### PROBLEM REQUIREMENTS
Reproduce all of the data below, changing every "marker" to "point" and leaving everything else untouched.

### EXTRACTED DATA
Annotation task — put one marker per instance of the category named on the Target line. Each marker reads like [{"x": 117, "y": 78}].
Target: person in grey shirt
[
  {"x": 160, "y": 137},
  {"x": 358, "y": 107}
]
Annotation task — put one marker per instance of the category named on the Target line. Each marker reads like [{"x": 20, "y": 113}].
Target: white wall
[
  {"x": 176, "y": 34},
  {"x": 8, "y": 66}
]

### FINAL ANSWER
Annotation task — put one point per instance of the category named on the Target line. Each point reads like [{"x": 117, "y": 78}].
Target: person in grey shirt
[
  {"x": 160, "y": 137},
  {"x": 358, "y": 107}
]
Annotation task — put one point per instance of the category named on the Target line. Each point reads like [{"x": 20, "y": 113}].
Target: white wall
[
  {"x": 176, "y": 34},
  {"x": 8, "y": 66}
]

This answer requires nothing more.